— EXERCISE —
Please copy the records word for word from their first line through the line containing "positive clicks: (133, 299)", with both of those lines included.

═════ RECORDED DATA ═════

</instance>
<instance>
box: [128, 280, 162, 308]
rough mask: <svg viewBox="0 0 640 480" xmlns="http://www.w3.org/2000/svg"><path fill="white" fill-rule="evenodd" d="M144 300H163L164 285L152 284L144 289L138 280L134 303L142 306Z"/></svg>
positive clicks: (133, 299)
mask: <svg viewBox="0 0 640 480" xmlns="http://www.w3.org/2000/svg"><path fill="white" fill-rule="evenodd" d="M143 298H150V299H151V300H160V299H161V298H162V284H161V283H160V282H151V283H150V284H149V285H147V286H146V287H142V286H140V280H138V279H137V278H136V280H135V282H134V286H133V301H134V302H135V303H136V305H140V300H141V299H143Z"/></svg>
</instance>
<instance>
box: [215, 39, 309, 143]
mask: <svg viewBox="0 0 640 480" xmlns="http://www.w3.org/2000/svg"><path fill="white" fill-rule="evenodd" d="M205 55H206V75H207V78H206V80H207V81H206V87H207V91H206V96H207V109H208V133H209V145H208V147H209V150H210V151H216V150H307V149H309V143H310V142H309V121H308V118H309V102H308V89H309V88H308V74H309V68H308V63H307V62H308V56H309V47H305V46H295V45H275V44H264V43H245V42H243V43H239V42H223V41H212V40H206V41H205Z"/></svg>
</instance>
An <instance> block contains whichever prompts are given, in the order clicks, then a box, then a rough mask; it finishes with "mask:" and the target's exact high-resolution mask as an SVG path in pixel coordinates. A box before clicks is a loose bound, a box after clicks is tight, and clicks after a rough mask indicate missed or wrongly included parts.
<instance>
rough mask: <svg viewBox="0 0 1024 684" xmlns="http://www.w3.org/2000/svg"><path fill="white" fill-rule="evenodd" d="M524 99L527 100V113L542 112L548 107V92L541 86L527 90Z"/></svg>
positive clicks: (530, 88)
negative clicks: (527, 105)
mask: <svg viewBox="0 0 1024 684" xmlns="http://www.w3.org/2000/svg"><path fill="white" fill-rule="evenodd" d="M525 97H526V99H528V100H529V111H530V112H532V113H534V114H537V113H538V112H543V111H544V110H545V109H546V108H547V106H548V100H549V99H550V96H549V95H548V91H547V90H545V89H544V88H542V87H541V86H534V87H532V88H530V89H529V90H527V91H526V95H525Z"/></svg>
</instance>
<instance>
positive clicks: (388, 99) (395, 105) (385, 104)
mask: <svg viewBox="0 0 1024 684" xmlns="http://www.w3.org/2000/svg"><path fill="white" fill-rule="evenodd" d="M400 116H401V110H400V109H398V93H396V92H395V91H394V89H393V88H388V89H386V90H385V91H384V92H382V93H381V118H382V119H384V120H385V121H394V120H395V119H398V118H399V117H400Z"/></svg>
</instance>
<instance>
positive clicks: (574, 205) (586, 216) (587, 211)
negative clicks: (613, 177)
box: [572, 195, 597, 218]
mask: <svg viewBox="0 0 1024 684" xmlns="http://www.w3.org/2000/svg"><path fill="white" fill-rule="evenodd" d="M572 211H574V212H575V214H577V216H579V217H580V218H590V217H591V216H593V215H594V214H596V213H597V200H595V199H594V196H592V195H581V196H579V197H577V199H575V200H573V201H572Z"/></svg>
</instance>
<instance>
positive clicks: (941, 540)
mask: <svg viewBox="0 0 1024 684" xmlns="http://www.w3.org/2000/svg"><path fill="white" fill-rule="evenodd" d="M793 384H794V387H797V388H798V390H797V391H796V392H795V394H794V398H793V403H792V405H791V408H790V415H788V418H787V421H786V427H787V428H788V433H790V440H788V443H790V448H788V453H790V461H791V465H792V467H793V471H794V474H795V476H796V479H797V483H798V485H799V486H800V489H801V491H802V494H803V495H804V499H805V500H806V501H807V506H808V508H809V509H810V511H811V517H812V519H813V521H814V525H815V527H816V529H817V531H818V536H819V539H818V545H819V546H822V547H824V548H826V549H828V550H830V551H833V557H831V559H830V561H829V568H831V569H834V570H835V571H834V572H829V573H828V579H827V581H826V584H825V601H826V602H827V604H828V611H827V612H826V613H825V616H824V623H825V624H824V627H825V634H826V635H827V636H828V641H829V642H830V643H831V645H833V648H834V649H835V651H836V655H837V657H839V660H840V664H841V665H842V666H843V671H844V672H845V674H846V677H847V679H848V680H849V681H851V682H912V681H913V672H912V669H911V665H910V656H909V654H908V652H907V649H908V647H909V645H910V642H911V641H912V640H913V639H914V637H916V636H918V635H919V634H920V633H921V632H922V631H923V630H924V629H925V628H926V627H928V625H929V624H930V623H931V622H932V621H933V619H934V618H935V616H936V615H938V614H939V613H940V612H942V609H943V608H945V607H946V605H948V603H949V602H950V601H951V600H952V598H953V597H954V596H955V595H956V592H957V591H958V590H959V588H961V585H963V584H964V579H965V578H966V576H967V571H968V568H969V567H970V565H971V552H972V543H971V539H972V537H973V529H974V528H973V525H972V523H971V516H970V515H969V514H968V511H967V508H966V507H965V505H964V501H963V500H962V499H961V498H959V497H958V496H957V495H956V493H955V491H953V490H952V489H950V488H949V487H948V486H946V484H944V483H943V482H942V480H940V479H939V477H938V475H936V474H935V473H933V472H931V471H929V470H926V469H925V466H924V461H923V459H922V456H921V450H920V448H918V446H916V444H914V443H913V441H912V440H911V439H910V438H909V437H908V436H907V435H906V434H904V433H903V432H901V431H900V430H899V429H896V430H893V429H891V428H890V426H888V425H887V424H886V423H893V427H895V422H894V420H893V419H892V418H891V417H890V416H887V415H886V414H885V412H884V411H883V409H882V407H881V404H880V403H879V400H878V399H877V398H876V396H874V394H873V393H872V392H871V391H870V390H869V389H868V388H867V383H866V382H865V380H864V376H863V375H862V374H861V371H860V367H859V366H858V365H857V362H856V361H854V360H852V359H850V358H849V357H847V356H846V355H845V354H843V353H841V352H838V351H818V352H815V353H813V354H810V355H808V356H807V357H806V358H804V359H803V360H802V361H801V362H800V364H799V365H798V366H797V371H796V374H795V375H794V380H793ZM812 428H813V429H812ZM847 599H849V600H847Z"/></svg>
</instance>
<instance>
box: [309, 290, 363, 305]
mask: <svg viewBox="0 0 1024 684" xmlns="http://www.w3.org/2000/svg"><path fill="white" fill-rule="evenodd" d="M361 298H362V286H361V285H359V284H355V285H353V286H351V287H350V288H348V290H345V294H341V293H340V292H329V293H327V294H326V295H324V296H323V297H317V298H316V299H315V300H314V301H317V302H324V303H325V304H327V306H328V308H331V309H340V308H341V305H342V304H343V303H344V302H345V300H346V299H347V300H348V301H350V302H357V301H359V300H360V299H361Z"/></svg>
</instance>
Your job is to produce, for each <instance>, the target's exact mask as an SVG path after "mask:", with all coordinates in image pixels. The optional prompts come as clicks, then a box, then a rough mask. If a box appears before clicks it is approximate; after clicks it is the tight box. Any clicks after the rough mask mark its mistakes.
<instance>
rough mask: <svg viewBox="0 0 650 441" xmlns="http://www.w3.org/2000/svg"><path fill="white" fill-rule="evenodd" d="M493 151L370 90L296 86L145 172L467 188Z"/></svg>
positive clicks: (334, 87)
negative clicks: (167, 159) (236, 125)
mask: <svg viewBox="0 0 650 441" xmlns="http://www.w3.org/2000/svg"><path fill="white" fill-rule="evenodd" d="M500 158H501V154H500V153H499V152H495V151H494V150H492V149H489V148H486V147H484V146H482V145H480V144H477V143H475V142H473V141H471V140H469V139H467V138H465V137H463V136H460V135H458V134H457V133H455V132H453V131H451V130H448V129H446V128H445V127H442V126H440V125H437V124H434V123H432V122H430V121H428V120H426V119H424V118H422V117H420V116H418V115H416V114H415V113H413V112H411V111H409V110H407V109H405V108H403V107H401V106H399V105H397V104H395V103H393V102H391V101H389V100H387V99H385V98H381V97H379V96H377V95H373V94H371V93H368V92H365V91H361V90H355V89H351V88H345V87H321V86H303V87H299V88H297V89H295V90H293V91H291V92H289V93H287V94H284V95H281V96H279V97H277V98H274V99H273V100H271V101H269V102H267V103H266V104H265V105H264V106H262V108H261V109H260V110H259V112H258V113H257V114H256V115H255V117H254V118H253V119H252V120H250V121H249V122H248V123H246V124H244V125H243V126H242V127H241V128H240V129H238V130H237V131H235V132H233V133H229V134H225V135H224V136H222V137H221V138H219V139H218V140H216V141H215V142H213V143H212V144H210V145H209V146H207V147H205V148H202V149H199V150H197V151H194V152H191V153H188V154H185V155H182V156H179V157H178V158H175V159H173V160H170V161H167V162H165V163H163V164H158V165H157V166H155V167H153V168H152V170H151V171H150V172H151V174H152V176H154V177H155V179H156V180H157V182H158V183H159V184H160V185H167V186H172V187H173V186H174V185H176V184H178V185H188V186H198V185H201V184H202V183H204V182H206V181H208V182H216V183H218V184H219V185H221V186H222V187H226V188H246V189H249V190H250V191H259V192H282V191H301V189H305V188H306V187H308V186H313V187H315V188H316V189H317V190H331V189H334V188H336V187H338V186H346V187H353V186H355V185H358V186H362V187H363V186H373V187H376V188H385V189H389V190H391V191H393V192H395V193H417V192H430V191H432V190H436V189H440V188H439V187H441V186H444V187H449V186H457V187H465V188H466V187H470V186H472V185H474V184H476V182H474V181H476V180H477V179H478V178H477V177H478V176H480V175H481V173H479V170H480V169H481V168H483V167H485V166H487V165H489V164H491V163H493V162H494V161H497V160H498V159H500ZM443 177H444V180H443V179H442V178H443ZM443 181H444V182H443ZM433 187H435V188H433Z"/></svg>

═════

— RESPONSE —
</instance>
<instance>
box: [128, 280, 162, 308]
rough mask: <svg viewBox="0 0 640 480" xmlns="http://www.w3.org/2000/svg"><path fill="white" fill-rule="evenodd" d="M144 300H163L164 285L152 284L144 289L138 280L134 303L142 306Z"/></svg>
positive clicks: (133, 299)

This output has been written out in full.